BEGIN Provided text
Fredrik grew up in Kalmar, on the coast of the Baltic proper, where he developed an interest in Nature and the Sea. He studied zoology and botany at Stockholm University and began doctoral studies on rock pool ecosystems at Stockholm University’s Baltic Sea field station, the Askö Laboratory. When his advisor, Bengt-Owe Jansson, received a ten-year grant to study Baltic ecosystems, with the long-term goal of creating mathematical models for managing the Baltic Sea environment, Fredrik was made assistant project leader and sent to study ecosystem modelling with the famous systems ecologist Howard T. Odum at the University of North Carolina. On return, Fredrik was a major contributor to the success of the project, got his doctoral degree in 1978, and became a docent the year after.
END Provided text
BEGIN Data rows
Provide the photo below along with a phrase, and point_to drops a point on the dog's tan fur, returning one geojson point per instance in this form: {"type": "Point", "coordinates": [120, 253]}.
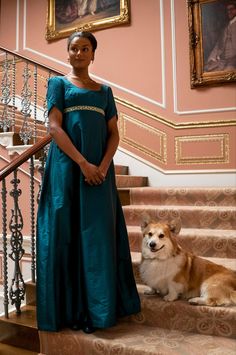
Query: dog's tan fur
{"type": "Point", "coordinates": [173, 272]}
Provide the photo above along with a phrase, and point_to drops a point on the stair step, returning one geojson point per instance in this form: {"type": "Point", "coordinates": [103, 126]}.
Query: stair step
{"type": "Point", "coordinates": [20, 330]}
{"type": "Point", "coordinates": [182, 316]}
{"type": "Point", "coordinates": [12, 350]}
{"type": "Point", "coordinates": [130, 181]}
{"type": "Point", "coordinates": [184, 196]}
{"type": "Point", "coordinates": [203, 242]}
{"type": "Point", "coordinates": [124, 196]}
{"type": "Point", "coordinates": [121, 169]}
{"type": "Point", "coordinates": [223, 217]}
{"type": "Point", "coordinates": [138, 339]}
{"type": "Point", "coordinates": [136, 260]}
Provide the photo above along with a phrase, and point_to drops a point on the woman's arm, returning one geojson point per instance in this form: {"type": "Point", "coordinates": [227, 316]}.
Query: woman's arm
{"type": "Point", "coordinates": [91, 172]}
{"type": "Point", "coordinates": [112, 144]}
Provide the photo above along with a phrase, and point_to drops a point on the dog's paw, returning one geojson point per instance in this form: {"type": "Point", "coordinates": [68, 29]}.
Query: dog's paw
{"type": "Point", "coordinates": [150, 291]}
{"type": "Point", "coordinates": [195, 301]}
{"type": "Point", "coordinates": [169, 298]}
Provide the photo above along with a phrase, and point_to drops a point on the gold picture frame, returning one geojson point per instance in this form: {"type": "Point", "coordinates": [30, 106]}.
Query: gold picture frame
{"type": "Point", "coordinates": [67, 16]}
{"type": "Point", "coordinates": [209, 23]}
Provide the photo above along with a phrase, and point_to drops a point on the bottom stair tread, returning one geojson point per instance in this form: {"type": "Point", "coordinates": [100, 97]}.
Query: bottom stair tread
{"type": "Point", "coordinates": [134, 339]}
{"type": "Point", "coordinates": [12, 350]}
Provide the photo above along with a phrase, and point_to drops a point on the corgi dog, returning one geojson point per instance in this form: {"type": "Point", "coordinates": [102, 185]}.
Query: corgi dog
{"type": "Point", "coordinates": [175, 273]}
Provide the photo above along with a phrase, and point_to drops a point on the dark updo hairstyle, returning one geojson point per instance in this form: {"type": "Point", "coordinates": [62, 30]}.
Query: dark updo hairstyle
{"type": "Point", "coordinates": [83, 34]}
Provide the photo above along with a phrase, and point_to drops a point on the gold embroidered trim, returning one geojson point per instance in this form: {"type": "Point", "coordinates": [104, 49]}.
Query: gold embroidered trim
{"type": "Point", "coordinates": [89, 108]}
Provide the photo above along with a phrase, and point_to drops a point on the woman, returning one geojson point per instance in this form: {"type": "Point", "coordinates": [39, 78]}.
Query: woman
{"type": "Point", "coordinates": [84, 271]}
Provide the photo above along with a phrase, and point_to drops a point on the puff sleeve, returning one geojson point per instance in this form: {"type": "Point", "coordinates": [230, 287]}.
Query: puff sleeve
{"type": "Point", "coordinates": [111, 110]}
{"type": "Point", "coordinates": [55, 94]}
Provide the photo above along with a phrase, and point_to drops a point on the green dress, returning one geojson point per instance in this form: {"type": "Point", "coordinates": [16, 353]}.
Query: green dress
{"type": "Point", "coordinates": [84, 269]}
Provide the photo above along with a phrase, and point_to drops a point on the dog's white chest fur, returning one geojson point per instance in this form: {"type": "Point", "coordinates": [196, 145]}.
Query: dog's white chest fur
{"type": "Point", "coordinates": [159, 274]}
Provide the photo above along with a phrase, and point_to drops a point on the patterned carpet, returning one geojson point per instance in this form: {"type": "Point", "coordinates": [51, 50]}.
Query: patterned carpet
{"type": "Point", "coordinates": [208, 218]}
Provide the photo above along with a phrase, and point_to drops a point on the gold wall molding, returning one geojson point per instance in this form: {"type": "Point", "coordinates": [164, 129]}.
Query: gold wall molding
{"type": "Point", "coordinates": [172, 124]}
{"type": "Point", "coordinates": [161, 137]}
{"type": "Point", "coordinates": [1, 266]}
{"type": "Point", "coordinates": [221, 139]}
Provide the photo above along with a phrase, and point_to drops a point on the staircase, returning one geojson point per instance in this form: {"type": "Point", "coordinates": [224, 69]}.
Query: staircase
{"type": "Point", "coordinates": [208, 219]}
{"type": "Point", "coordinates": [208, 229]}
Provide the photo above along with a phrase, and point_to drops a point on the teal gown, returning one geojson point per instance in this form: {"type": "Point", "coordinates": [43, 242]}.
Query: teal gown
{"type": "Point", "coordinates": [84, 268]}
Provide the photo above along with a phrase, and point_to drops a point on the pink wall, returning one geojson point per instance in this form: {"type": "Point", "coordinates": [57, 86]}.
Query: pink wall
{"type": "Point", "coordinates": [162, 120]}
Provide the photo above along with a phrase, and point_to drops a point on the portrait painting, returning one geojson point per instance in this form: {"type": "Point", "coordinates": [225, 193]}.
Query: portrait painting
{"type": "Point", "coordinates": [212, 29]}
{"type": "Point", "coordinates": [67, 16]}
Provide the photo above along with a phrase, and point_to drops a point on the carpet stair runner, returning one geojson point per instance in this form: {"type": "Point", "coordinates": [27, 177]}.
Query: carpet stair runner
{"type": "Point", "coordinates": [208, 219]}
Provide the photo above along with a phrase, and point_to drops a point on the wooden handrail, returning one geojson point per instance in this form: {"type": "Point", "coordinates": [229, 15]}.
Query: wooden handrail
{"type": "Point", "coordinates": [15, 163]}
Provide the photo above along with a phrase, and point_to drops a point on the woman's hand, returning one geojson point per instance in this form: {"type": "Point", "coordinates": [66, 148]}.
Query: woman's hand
{"type": "Point", "coordinates": [93, 175]}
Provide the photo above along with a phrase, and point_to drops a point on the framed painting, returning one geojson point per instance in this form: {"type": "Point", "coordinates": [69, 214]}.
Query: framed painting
{"type": "Point", "coordinates": [212, 31]}
{"type": "Point", "coordinates": [67, 16]}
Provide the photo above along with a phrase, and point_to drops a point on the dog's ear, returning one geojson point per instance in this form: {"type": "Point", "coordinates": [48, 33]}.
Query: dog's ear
{"type": "Point", "coordinates": [175, 226]}
{"type": "Point", "coordinates": [145, 220]}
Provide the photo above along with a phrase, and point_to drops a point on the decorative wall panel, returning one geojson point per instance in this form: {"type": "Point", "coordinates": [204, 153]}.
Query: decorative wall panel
{"type": "Point", "coordinates": [143, 137]}
{"type": "Point", "coordinates": [204, 149]}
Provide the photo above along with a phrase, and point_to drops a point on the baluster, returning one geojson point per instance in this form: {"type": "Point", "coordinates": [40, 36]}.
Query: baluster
{"type": "Point", "coordinates": [26, 132]}
{"type": "Point", "coordinates": [32, 219]}
{"type": "Point", "coordinates": [41, 169]}
{"type": "Point", "coordinates": [6, 121]}
{"type": "Point", "coordinates": [17, 289]}
{"type": "Point", "coordinates": [35, 101]}
{"type": "Point", "coordinates": [13, 92]}
{"type": "Point", "coordinates": [45, 112]}
{"type": "Point", "coordinates": [4, 242]}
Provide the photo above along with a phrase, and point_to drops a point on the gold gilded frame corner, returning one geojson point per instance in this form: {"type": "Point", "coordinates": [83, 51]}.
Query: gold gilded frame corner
{"type": "Point", "coordinates": [54, 31]}
{"type": "Point", "coordinates": [200, 74]}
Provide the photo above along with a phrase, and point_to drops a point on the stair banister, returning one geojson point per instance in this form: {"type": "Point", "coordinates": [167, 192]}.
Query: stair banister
{"type": "Point", "coordinates": [17, 289]}
{"type": "Point", "coordinates": [15, 163]}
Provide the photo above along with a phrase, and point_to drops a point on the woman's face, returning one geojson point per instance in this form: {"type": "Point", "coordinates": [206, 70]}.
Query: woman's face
{"type": "Point", "coordinates": [80, 52]}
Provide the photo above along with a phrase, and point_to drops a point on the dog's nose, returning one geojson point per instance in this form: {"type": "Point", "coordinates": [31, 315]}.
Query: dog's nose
{"type": "Point", "coordinates": [152, 244]}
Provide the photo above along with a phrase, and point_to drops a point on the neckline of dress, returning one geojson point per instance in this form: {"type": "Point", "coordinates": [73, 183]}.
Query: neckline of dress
{"type": "Point", "coordinates": [82, 88]}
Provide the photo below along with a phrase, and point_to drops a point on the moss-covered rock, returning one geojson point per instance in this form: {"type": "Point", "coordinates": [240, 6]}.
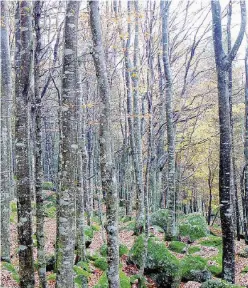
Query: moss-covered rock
{"type": "Point", "coordinates": [194, 268]}
{"type": "Point", "coordinates": [124, 281]}
{"type": "Point", "coordinates": [160, 264]}
{"type": "Point", "coordinates": [194, 249]}
{"type": "Point", "coordinates": [193, 226]}
{"type": "Point", "coordinates": [212, 241]}
{"type": "Point", "coordinates": [218, 284]}
{"type": "Point", "coordinates": [177, 246]}
{"type": "Point", "coordinates": [122, 250]}
{"type": "Point", "coordinates": [160, 218]}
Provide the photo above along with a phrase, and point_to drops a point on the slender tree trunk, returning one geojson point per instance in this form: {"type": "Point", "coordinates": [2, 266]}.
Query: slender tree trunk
{"type": "Point", "coordinates": [6, 134]}
{"type": "Point", "coordinates": [38, 150]}
{"type": "Point", "coordinates": [22, 84]}
{"type": "Point", "coordinates": [223, 63]}
{"type": "Point", "coordinates": [171, 226]}
{"type": "Point", "coordinates": [245, 196]}
{"type": "Point", "coordinates": [107, 168]}
{"type": "Point", "coordinates": [69, 151]}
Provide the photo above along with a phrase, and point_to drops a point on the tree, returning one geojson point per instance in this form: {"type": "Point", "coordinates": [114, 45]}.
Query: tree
{"type": "Point", "coordinates": [107, 167]}
{"type": "Point", "coordinates": [223, 63]}
{"type": "Point", "coordinates": [170, 123]}
{"type": "Point", "coordinates": [23, 66]}
{"type": "Point", "coordinates": [6, 134]}
{"type": "Point", "coordinates": [69, 151]}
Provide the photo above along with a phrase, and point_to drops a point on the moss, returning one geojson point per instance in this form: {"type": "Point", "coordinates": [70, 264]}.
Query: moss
{"type": "Point", "coordinates": [218, 284]}
{"type": "Point", "coordinates": [47, 186]}
{"type": "Point", "coordinates": [160, 218]}
{"type": "Point", "coordinates": [194, 249]}
{"type": "Point", "coordinates": [135, 253]}
{"type": "Point", "coordinates": [177, 246]}
{"type": "Point", "coordinates": [190, 264]}
{"type": "Point", "coordinates": [193, 226]}
{"type": "Point", "coordinates": [103, 281]}
{"type": "Point", "coordinates": [212, 241]}
{"type": "Point", "coordinates": [101, 263]}
{"type": "Point", "coordinates": [122, 250]}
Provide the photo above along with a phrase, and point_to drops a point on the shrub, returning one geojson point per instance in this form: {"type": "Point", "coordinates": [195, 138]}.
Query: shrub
{"type": "Point", "coordinates": [122, 250]}
{"type": "Point", "coordinates": [177, 246]}
{"type": "Point", "coordinates": [212, 241]}
{"type": "Point", "coordinates": [194, 249]}
{"type": "Point", "coordinates": [124, 281]}
{"type": "Point", "coordinates": [160, 264]}
{"type": "Point", "coordinates": [160, 218]}
{"type": "Point", "coordinates": [101, 263]}
{"type": "Point", "coordinates": [194, 268]}
{"type": "Point", "coordinates": [193, 226]}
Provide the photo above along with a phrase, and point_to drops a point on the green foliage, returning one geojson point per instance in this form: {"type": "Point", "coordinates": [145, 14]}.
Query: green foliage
{"type": "Point", "coordinates": [177, 246]}
{"type": "Point", "coordinates": [191, 264]}
{"type": "Point", "coordinates": [160, 218]}
{"type": "Point", "coordinates": [193, 226]}
{"type": "Point", "coordinates": [101, 263]}
{"type": "Point", "coordinates": [124, 281]}
{"type": "Point", "coordinates": [47, 186]}
{"type": "Point", "coordinates": [245, 270]}
{"type": "Point", "coordinates": [122, 250]}
{"type": "Point", "coordinates": [194, 249]}
{"type": "Point", "coordinates": [135, 253]}
{"type": "Point", "coordinates": [11, 268]}
{"type": "Point", "coordinates": [212, 241]}
{"type": "Point", "coordinates": [218, 284]}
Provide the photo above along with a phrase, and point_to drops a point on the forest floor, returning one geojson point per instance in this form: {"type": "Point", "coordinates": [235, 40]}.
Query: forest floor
{"type": "Point", "coordinates": [127, 238]}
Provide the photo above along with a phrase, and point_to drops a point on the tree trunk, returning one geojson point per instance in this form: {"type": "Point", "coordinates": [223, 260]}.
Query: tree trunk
{"type": "Point", "coordinates": [38, 150]}
{"type": "Point", "coordinates": [171, 226]}
{"type": "Point", "coordinates": [22, 83]}
{"type": "Point", "coordinates": [107, 168]}
{"type": "Point", "coordinates": [6, 134]}
{"type": "Point", "coordinates": [69, 151]}
{"type": "Point", "coordinates": [223, 63]}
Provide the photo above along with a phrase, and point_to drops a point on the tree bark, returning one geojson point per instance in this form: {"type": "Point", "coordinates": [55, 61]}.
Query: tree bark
{"type": "Point", "coordinates": [69, 151]}
{"type": "Point", "coordinates": [38, 150]}
{"type": "Point", "coordinates": [107, 168]}
{"type": "Point", "coordinates": [223, 63]}
{"type": "Point", "coordinates": [6, 134]}
{"type": "Point", "coordinates": [171, 226]}
{"type": "Point", "coordinates": [22, 83]}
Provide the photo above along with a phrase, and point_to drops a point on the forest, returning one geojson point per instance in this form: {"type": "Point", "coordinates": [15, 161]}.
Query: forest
{"type": "Point", "coordinates": [124, 144]}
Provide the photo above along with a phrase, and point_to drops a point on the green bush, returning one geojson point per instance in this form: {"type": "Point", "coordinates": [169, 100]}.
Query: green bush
{"type": "Point", "coordinates": [193, 226]}
{"type": "Point", "coordinates": [101, 263]}
{"type": "Point", "coordinates": [47, 186]}
{"type": "Point", "coordinates": [194, 268]}
{"type": "Point", "coordinates": [124, 281]}
{"type": "Point", "coordinates": [177, 246]}
{"type": "Point", "coordinates": [218, 284]}
{"type": "Point", "coordinates": [161, 265]}
{"type": "Point", "coordinates": [194, 249]}
{"type": "Point", "coordinates": [122, 250]}
{"type": "Point", "coordinates": [212, 241]}
{"type": "Point", "coordinates": [160, 218]}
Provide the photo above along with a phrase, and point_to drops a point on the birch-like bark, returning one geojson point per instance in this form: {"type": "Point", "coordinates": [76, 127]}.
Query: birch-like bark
{"type": "Point", "coordinates": [23, 62]}
{"type": "Point", "coordinates": [38, 149]}
{"type": "Point", "coordinates": [69, 151]}
{"type": "Point", "coordinates": [6, 134]}
{"type": "Point", "coordinates": [107, 168]}
{"type": "Point", "coordinates": [223, 63]}
{"type": "Point", "coordinates": [245, 194]}
{"type": "Point", "coordinates": [171, 225]}
{"type": "Point", "coordinates": [137, 137]}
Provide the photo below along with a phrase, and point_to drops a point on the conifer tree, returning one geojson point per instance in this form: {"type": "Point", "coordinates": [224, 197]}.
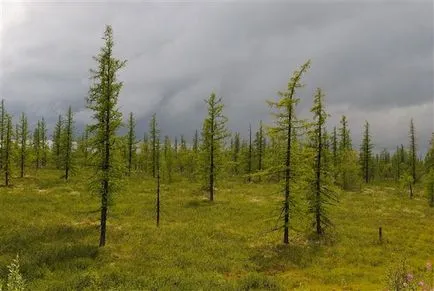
END Data rows
To do:
- a) Copy the passage about Fredrik word for word, from "Fredrik grew up" to "the year after.".
- b) Translate this sentence from the passage about Fredrik into Spanish: "Fredrik grew up in Kalmar, on the coast of the Baltic proper, where he developed an interest in Nature and the Sea."

In response:
- a)
Fredrik grew up in Kalmar, on the coast of the Baltic proper, where he developed an interest in Nature and the Sea. He studied zoology and botany at Stockholm University and began doctoral studies on rock pool ecosystems at Stockholm University’s Baltic Sea field station, the Askö Laboratory. When his advisor, Bengt-Owe Jansson, received a ten-year grant to study Baltic ecosystems, with the long-term goal of creating mathematical models for managing the Baltic Sea environment, Fredrik was made assistant project leader and sent to study ecosystem modelling with the famous systems ecologist Howard T. Odum at the University of North Carolina. On return, Fredrik was a major contributor to the success of the project, got his doctoral degree in 1978, and became a docent the year after.

- b) Fredrik creció en Kalmar, en la costa del Báltico propiamente dicho, donde desarrolló un interés por la Naturaleza y el Mar.